TEXT PROVIDED:
# shct or macksnow ghoast



## pmamhayes (Jun 13, 2007)

have a look at this pic...he came from a petshop, therefor nothing is know of his lineage, I've allways thought of him as a Shct but looking at web sites he looks like a macksnow ghoast, oppinions please


----------



## Morphene (Jun 28, 2008)

I just had a look through some 'google' images & found some with heavy tail spotting & some with 'banded' tail spotting. Also some had different head spotting with yellow base colour & white base colour on others. I think even the eyes were similar too so I think breeding to a SHCT would be the only way. If you get Mack Snows it's definatley a mack ghost - as I understand SHCT X MACK = MACK GHOST (?)


----------



## pmamhayes (Jun 13, 2007)

have a look here

Mack Leopard Geckos - Morphology

you can see the simularities..

TASK DESCRIPTION: Extend the forum thread about identifying a leopard gecko's morph, starting right after its last post.

[Dataset records about where objects are located]

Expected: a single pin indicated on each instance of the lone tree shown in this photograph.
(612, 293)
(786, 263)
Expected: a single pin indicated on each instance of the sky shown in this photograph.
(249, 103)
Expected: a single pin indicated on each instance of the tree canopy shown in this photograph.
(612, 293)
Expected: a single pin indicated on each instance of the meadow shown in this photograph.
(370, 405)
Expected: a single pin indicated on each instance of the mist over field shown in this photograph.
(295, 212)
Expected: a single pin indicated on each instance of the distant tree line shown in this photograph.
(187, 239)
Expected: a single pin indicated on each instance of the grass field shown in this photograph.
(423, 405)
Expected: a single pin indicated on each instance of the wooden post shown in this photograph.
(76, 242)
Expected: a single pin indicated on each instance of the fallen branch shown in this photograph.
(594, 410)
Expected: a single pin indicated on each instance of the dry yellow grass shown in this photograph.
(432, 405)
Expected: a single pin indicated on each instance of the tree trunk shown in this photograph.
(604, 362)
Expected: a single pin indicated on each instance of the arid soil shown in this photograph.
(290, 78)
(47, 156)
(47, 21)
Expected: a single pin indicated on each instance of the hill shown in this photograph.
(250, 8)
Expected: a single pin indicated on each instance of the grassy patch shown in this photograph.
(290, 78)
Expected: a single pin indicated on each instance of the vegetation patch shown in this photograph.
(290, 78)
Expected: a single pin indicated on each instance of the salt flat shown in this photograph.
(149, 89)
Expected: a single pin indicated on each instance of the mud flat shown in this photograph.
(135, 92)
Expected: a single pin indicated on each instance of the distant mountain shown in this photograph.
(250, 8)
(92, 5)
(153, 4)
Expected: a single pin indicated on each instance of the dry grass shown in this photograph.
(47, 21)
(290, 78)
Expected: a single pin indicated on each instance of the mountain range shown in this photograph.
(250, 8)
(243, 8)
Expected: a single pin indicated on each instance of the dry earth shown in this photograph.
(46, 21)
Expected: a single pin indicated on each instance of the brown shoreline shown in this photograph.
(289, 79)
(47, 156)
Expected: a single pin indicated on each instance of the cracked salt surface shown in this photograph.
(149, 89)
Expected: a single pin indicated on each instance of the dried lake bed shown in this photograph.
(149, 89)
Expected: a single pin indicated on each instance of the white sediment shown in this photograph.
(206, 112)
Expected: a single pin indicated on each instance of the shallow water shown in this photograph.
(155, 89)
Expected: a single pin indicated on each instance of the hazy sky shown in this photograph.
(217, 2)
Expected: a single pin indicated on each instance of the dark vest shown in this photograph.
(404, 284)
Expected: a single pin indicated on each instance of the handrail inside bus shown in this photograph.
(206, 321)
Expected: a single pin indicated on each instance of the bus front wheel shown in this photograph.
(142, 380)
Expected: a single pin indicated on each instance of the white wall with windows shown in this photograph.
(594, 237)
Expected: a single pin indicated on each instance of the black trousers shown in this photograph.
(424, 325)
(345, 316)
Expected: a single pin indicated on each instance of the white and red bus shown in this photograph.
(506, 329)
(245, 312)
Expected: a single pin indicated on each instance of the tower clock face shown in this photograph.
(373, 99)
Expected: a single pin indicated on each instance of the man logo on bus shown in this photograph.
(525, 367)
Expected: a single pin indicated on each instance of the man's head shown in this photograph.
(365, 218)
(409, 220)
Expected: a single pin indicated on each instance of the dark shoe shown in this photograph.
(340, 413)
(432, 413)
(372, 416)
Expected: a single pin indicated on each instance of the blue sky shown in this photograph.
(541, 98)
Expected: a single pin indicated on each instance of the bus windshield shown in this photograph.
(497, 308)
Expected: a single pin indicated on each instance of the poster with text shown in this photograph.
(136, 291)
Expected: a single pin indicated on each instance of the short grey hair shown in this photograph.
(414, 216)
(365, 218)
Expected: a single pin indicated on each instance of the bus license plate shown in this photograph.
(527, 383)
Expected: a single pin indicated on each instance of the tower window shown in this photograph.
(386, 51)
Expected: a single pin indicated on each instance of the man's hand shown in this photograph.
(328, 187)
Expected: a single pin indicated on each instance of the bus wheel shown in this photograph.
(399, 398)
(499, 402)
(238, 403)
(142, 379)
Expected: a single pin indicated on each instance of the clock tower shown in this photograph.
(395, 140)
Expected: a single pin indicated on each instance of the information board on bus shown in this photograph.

RESPONSE TO THIS TASK:
I have two (hopefully) female shct het albinos, I'll mate him with one of then next year


----------



## *Kirsty* (Feb 18, 2007)

There isnt anyway of knowing for sure just by looking at him he looks like a normal SHCT to me and if he is from a petshop i very much doubt its a mack snow ghost.

Plus in the description it says....

"Ghost leopard Geckos are Hypo Leopard geckos that do not exhibit the carrot tail or tangerine coloration."


Yours has a nice carrot tail....


----------



## pmamhayes (Jun 13, 2007)

*Kirsty* said:


> There isnt anyway of knowing for sure just by looking at him he looks like a normal shct to me and if he is from a petshop i very much doubt its a mack snow ghost.


The more I look at the forth pic on Mack Leopard Geckos - Morphology 

the more confused I get, I will have only two avaible females to put him to for next season, a Shct and a normal, I'll just have to wait and see what happens

I've allways thought he was shct so Im not dissapionted in anyway, just trying to get all my gex labled correctly

thanks

edit: just re-read your post about the CT....shct he is then


----------



## herp boy (May 4, 2007)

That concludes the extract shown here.